======== Исходный документ ========

Важным аспектом процедуры объединения Германии стало использование, по аккуратному выражению Саротти, «модульных» конструкций, т.е. метода механического воспроизводства и расширения имеющихся формул и структур вместо переговоров о взаимоприемлемых заменах. ФРГ не только в буквальном смысле слова абсорбировала ГДР в свою существующую конституционную и правовую систему – новое, объединенное государство стало еще и полноправным членом НАТО и ЕЭС (которое в 1992 г. превратилось в Европейский союз). «Модули» имели свои плюсы: не нужно было «тратить время на концептуализацию новых соглашений и институтов», не нужно было ремонтировать то, что не сломано, и «обеспечивался мощный элемент предсказуемости вместо хаотичного …пересмотра внутреннего и международного порядка»34. В случае с объединением Германии такой подход оправдался настолько, что стал шаблоном. Для вхождения в клуб победителей другим странам нужно измениться, чтобы соответствовать существующим правилам; институты не меняются для приема новых членов.

Парадокс, по мнению Саротти, заключается в следующем: «Борьба за передел Европы после исторических перемен 1989 г. привела к тому, что структуры, существовавшие до этих перемен, сдвинулись на восток и обеспечили свое будущее. Американцы и западные немцы успешно перенесли институты, родившиеся в старой геополитике холодной войны, – где они уже доминировали, как в НАТО, – в новую эру»35. Альтернативные сценарии, периодически предлагаемые Москвой – кондоминиум великих держав, панъевропейский дом, «финляндизация» и т.д., – являлись «полуфабрикатами» и отбрасывались под влиянием времени и обстоятельств. Когда нужно было делать выбор между прыжком в неизвестность и проверенной моделью, западные политики, доверившись инстинкту, отвергли неясные, пусть и благонамеренные, концепции и предпочли то, что хорошо знакомо.

======== Выбранные строки ========

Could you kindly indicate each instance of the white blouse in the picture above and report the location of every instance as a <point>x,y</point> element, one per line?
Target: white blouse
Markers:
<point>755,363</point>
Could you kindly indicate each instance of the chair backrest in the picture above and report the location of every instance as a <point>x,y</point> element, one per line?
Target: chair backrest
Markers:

========
======== Выбранные строки ========

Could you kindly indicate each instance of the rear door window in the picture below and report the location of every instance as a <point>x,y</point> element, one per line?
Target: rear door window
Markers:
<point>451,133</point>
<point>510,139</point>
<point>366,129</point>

========

Что требуется: Воспроизведите целиком и без единого изменения текст об объединении Германии. Эти строки для работы не понадобятся.

Письменный ответ:
Важным аспектом процедуры объединения Германии стало использование, по аккуратному выражению Саротти, «модульных» конструкций, т.е. метода механического воспроизводства и расширения имеющихся формул и структур вместо переговоров о взаимоприемлемых заменах. ФРГ не только в буквальном смысле слова абсорбировала ГДР в свою существующую конституционную и правовую систему – новое, объединенное государство стало еще и полноправным членом НАТО и ЕЭС (которое в 1992 г. превратилось в Европейский союз). «Модули» имели свои плюсы: не нужно было «тратить время на концептуализацию новых соглашений и институтов», не нужно было ремонтировать то, что не сломано, и «обеспечивался мощный элемент предсказуемости вместо хаотичного …пересмотра внутреннего и международного порядка»34. В случае с объединением Германии такой подход оправдался настолько, что стал шаблоном. Для вхождения в клуб победителей другим странам нужно измениться, чтобы соответствовать существующим правилам; институты не меняются для приема новых членов.

Парадокс, по мнению Саротти, заключается в следующем: «Борьба за передел Европы после исторических перемен 1989 г. привела к тому, что структуры, существовавшие до этих перемен, сдвинулись на восток и обеспечили свое будущее. Американцы и западные немцы успешно перенесли институты, родившиеся в старой геополитике холодной войны, – где они уже доминировали, как в НАТО, – в новую эру»35. Альтернативные сценарии, периодически предлагаемые Москвой – кондоминиум великих держав, панъевропейский дом, «финляндизация» и т.д., – являлись «полуфабрикатами» и отбрасывались под влиянием времени и обстоятельств. Когда нужно было делать выбор между прыжком в неизвестность и проверенной моделью, западные политики, доверившись инстинкту, отвергли неясные, пусть и благонамеренные, концепции и предпочли то, что хорошо знакомо.